→ YOUR GOAL: Output each of the following records again, unchanged.

→ DATASET CONTENT:
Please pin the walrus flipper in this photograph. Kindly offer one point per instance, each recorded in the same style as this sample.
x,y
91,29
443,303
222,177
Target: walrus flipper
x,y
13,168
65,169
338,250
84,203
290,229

→ RESULT BELOW:
Please pin the walrus flipper in this photograph. Kindly offer one point per instance, each recorded in the same style as this sample.
x,y
91,29
443,303
222,177
Target: walrus flipper
x,y
13,168
65,169
338,250
84,203
290,229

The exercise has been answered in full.